开课后,渐渐发现或一专题,一下午讲不完。单是《圣经》就去两个月,共讲四课。上古中古文学史讲毕,已逾一年,越近现代,则内容越多。原计划讲到十九世纪收束,应我们叫唤,木心遂添讲二十世纪流派纷繁的文学,其中,仅《存在主义》便讲了五课。
那些年,众生多少是在异国谋饭的生熟尴尬中,不免分身于杂事,课程改期,不在少数,既经延宕,则跨寒暑而就春秋,忽忽经年,此即“文学远征”至于跋涉五年之久的缘故吧。听课人,大部分是画家,没有迹象表明有谁听过文学史,或职志于文学——木心完全不在乎这些。对着这些不相干的脸,他只顾兴味油然地讲,其状貌,活像谈论什么好吃透顶的菜肴。我猜他不会天真到以为众生的程度与之相当,但他似乎相信每个人果然像他一样,挚爱文学。
木心讲课没有腔调。他语速平缓,从不高声说话,说及要紧的意思,字字用了略微加重的语气,如宣读早经写就的文句。录入笔记的这半年,本能地,我在纸页间听到他低哑苍老的嗓音。不止十次,我记得,他在某句话戛然停顿,凝着老人的表情,好几秒钟,呆呆看着我们。

待办任务 ▸
A. 在关于木心讲课的文字中，听课人大部分是什么人？
B. 请把关于木心讲课的文字中“开课后,渐渐发现或一专题,一”与“情,好几秒钟,呆呆看着我们。”之间的内容一字不差地重抄一遍，两端的字句也包括在内。
C. 紧接关于木心讲课的文字的最后一句，续写下一段。

记录节选 ▸
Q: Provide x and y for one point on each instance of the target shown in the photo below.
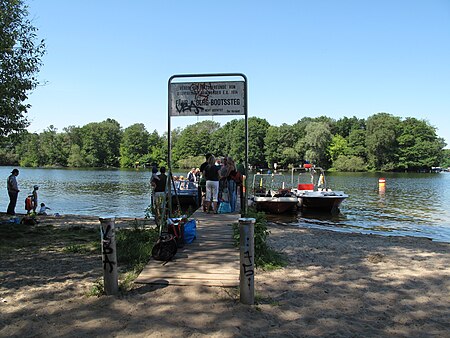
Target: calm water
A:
(412, 204)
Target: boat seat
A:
(305, 186)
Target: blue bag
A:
(224, 208)
(190, 231)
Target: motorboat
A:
(270, 195)
(315, 195)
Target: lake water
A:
(411, 205)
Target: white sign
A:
(207, 98)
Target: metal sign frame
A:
(169, 140)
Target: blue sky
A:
(112, 59)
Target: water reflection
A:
(411, 204)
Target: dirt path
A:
(336, 285)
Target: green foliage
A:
(134, 145)
(20, 60)
(381, 141)
(338, 147)
(317, 141)
(349, 163)
(384, 143)
(191, 162)
(445, 162)
(194, 140)
(419, 146)
(265, 257)
(134, 246)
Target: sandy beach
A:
(335, 285)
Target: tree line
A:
(381, 142)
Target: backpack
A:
(238, 178)
(165, 248)
(29, 203)
(177, 230)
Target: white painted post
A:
(247, 260)
(109, 256)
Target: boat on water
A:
(270, 195)
(315, 195)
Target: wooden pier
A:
(210, 260)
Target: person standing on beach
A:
(202, 182)
(211, 174)
(35, 198)
(13, 191)
(160, 195)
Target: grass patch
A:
(266, 258)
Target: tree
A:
(20, 60)
(101, 143)
(194, 140)
(281, 145)
(338, 147)
(317, 140)
(419, 146)
(381, 141)
(134, 146)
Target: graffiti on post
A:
(249, 271)
(107, 249)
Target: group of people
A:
(31, 201)
(219, 182)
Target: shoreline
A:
(334, 284)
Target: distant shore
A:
(335, 284)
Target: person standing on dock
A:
(13, 191)
(202, 181)
(160, 194)
(211, 174)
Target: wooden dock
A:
(210, 260)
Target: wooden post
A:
(109, 256)
(247, 260)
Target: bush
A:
(265, 257)
(349, 163)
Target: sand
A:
(335, 285)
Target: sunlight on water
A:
(411, 204)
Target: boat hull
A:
(276, 205)
(321, 201)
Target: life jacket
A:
(29, 203)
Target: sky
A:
(113, 59)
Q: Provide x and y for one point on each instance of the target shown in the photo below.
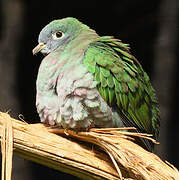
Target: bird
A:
(86, 80)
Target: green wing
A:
(123, 84)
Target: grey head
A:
(58, 33)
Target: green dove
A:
(89, 81)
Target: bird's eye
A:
(57, 35)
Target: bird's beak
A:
(38, 48)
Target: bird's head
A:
(58, 33)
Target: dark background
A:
(151, 29)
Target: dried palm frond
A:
(122, 157)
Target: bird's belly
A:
(75, 103)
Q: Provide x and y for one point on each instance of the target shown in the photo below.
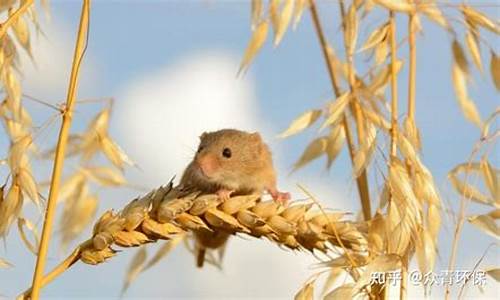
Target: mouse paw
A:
(224, 194)
(280, 197)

练习答案 ▸
A. 大部分是画家。

B.
开课后,渐渐发现或一专题,一下午讲不完。单是《圣经》就去两个月,共讲四课。上古中古文学史讲毕,已逾一年,越近现代,则内容越多。原计划讲到十九世纪收束,应我们叫唤,木心遂添讲二十世纪流派纷繁的文学,其中,仅《存在主义》便讲了五课。
那些年,众生多少是在异国谋饭的生熟尴尬中,不免分身于杂事,课程改期,不在少数,既经延宕,则跨寒暑而就春秋,忽忽经年,此即“文学远征”至于跋涉五年之久的缘故吧。听课人,大部分是画家,没有迹象表明有谁听过文学史,或职志于文学——木心完全不在乎这些。对着这些不相干的脸,他只顾兴味油然地讲,其状貌,活像谈论什么好吃透顶的菜肴。我猜他不会天真到以为众生的程度与之相当,但他似乎相信每个人果然像他一样,挚爱文学。
木心讲课没有腔调。他语速平缓,从不高声说话,说及要紧的意思,字字用了略微加重的语气,如宣读早经写就的文句。录入笔记的这半年,本能地,我在纸页间听到他低哑苍老的嗓音。不止十次,我记得,他在某句话戛然停顿,凝着老人的表情,好几秒钟,呆呆看着我们。

C.
这时,我知道,他动了感情,克制着,等自己平息。
讲课与聊天究竟不同。自上世纪五十年代木心在上海高桥做过几年中学老师,此后数十年再没教过书——起初几堂课,谈希腊罗马、谈诗经,他可能有点生疏而过于郑重了,时或在读解故事或长句中结巴、绊住,后来他说,头几课讲完,透不过气来——两三课后,他恢复了平素聊天的闲适而松动,越讲到后来,越是收放自如。
而最令我感到兴味的瞬间,是他临场的戏谈。
木心的异能,即在随时离题:他说卡夫卡苦命、肺痨、爱焚稿,该把林黛玉介绍给卡夫卡;他说西蒙种葡萄养写作,昔年陶潜要是不就菊花而改种葡萄,那该多好!在木心那里,切题、切题、再切题,便是这些如叙家常的离题话。待我们闻声哄笑,他得意了,假装无所谓的样子——且慢,他在哄笑中又起念头,果然,再来一句,又来一句——随即收回目光,接着往下说。
如今座谈流行的录音、摄像,那时既没有器具,木心也不让做。他以为讲课便是讲课。五年期间,我们没有一张课堂的照片,也无法留存一份录音。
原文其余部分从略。